(EXERCISE DATA)

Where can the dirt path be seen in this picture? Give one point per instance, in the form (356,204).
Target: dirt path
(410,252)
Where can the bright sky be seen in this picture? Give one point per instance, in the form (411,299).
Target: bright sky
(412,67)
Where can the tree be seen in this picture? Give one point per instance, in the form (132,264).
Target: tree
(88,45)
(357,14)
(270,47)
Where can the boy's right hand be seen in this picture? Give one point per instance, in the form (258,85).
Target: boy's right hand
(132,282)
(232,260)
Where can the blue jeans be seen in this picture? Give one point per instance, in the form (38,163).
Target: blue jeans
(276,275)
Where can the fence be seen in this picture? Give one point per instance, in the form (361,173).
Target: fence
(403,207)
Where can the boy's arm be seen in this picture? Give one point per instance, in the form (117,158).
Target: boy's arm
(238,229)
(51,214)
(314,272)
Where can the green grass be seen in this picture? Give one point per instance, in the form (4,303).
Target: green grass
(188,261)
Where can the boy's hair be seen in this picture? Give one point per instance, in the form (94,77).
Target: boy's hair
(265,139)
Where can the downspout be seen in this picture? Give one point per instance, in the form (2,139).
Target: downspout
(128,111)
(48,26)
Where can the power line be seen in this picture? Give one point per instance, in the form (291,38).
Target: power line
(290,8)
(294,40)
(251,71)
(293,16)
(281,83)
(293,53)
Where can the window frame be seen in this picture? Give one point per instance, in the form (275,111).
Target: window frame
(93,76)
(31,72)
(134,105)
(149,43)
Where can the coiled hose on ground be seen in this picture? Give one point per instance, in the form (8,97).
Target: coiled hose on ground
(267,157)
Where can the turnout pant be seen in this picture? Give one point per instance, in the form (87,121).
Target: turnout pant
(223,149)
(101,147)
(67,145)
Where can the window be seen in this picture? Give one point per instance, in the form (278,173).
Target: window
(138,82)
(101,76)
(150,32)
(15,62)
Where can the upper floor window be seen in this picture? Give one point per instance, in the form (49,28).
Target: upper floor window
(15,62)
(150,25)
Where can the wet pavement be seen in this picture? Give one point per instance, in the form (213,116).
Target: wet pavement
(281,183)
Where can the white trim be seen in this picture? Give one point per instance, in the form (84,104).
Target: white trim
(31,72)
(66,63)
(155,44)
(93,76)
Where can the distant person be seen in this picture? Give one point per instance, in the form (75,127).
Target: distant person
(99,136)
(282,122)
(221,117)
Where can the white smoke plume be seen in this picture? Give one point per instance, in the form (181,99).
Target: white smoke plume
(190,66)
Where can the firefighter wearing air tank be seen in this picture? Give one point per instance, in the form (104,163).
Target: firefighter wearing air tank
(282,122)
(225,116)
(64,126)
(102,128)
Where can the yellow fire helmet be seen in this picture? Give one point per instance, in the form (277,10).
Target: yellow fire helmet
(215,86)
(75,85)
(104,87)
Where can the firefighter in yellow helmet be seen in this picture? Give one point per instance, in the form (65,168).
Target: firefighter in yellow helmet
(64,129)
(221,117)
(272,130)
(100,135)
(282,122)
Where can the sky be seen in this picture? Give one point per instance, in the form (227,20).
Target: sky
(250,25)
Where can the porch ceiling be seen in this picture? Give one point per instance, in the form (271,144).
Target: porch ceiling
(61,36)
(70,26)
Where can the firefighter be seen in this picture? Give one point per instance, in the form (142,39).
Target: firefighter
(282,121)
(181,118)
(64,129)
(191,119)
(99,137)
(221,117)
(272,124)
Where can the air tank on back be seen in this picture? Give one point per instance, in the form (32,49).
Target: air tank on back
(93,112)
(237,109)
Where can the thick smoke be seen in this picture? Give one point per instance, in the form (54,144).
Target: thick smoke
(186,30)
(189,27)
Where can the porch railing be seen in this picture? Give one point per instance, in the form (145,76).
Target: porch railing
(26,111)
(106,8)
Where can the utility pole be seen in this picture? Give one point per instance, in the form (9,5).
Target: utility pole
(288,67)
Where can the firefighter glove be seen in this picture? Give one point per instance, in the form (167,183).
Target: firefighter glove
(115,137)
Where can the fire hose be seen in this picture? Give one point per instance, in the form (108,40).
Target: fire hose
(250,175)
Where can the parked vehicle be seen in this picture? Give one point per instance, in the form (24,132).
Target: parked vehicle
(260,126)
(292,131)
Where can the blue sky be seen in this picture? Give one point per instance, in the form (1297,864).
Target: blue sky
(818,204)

(End EXERCISE DATA)

Scan the listing above for the line that has "Where can the power", then copy exactly from that line through the line that has "Where can the window be".

### YOUR SOLUTION
Where can the power line be seen in this picture? Give one point per instance, in the form (291,38).
Target: power line
(290,8)
(294,40)
(251,71)
(293,16)
(281,83)
(293,53)
Where can the window frame be seen in this picture? Give one point per instance, in the form (275,111).
Target: window frame
(93,76)
(31,72)
(134,105)
(149,43)
Where can the coiled hose on ground be seen in this picture? Give one point per instance, in the form (8,97).
Target: coiled hose on ground
(267,157)
Where can the turnout pant be seen in this picture? Give one point per instance, in the form (87,121).
Target: turnout pant
(223,149)
(101,147)
(67,145)
Where can the window be seen in this picture? Give one point per instance, in the form (278,173).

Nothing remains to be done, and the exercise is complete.